■ **PROBLEM TO SOLVE**:
Copy the rows below again, swapping every "innermost point" for "center point" and keeping all other text the same.

■ **DATA FOR THIS EXERCISE**:
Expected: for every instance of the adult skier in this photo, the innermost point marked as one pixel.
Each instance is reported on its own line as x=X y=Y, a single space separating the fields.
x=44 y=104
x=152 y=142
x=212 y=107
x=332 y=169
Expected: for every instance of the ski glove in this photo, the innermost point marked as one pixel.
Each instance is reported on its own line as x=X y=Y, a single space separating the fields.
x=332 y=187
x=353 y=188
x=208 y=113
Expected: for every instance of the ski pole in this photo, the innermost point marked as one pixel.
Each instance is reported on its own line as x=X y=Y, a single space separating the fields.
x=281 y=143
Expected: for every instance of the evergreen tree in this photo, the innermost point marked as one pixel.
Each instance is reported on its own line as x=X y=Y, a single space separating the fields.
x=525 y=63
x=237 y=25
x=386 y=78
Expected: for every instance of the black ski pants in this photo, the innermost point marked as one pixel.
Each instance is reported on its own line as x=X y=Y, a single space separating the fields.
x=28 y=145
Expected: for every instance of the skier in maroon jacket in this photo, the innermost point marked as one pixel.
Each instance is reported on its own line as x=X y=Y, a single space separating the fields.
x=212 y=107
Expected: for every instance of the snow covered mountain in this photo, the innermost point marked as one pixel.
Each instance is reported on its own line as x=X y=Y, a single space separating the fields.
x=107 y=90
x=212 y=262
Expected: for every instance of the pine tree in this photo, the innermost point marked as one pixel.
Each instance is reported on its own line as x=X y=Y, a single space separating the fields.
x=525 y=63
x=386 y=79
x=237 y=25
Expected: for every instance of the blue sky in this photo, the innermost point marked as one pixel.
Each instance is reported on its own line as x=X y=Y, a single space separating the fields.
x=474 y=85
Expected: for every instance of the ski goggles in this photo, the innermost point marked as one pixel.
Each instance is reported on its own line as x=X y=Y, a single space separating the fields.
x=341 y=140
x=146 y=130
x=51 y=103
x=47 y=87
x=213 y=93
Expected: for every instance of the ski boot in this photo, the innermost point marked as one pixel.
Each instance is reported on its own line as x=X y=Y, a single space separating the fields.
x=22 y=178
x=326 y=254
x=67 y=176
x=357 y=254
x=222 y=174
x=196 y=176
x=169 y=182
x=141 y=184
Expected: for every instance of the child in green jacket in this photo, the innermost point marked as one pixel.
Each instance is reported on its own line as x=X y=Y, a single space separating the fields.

■ **CORRECT RESULT**:
Expected: for every instance of the adult skier in this photo, the center point marked as one pixel.
Each instance is reported on its own line as x=X y=Y, a single space separating the fields.
x=44 y=104
x=152 y=142
x=212 y=107
x=332 y=169
Expected: for every instance of the ski glove in this photo, the center point marked as one pixel.
Each instance is reported on its own line as x=X y=Y, a single space separating the fields.
x=332 y=187
x=353 y=188
x=208 y=113
Expected: for every instance of the ski pole in this photo, the center point marked as one pixel.
Each instance is reported on its own line as x=X y=Y, a single space separating the fields.
x=281 y=143
Expected: for every instance of the evergreen tree in this photo, the center point marked as one pixel.
Each instance is reported on its own line as x=X y=Y, a single space separating the fields.
x=525 y=63
x=237 y=25
x=386 y=78
Expected: for every instance of the black ski pants in this photo, the center point marked as one pixel.
Each instance is reported on its own line as x=X y=Y, a single space separating the fields.
x=28 y=145
Expected: for every instance of the skier in maroon jacket in this photo, the center point marked as one pixel.
Each instance is reported on its own line as x=X y=Y, a single space separating the fields.
x=212 y=107
Expected: for every instance of the snow covered mountain in this photo, the center point marked as one pixel.
Each instance is reported on its own line as x=X y=Y, a single space separating the fields.
x=107 y=90
x=212 y=262
Expected: for every instance of the pine tree in this photo, the center point marked as one pixel.
Each instance is reported on its own line as x=X y=Y, a single space separating the fields.
x=525 y=63
x=386 y=79
x=237 y=25
Expected: for every instance of the blue sky in this photo, the center point marked as one pixel.
Each instance is reported on its own line as x=X y=Y, a single space separating the fields.
x=474 y=85
Expected: for every instance of the ski goggles in this photo, the center point marked as one pixel.
Each instance is reported on its own line as x=X y=Y, a single space separating the fields.
x=341 y=140
x=146 y=130
x=51 y=103
x=47 y=87
x=213 y=93
Expected: for every instance of the ski boot in this photo, the center point marked as one pixel.
Each instance is reported on its own line as x=X y=Y, a single space separating the fields.
x=22 y=178
x=326 y=254
x=67 y=176
x=357 y=254
x=222 y=174
x=196 y=176
x=169 y=182
x=141 y=184
Expected: for every instance of the child in green jacket in this photo, the center point marked as one pixel.
Each instance is reported on its own line as x=X y=Y, a single space separating the fields.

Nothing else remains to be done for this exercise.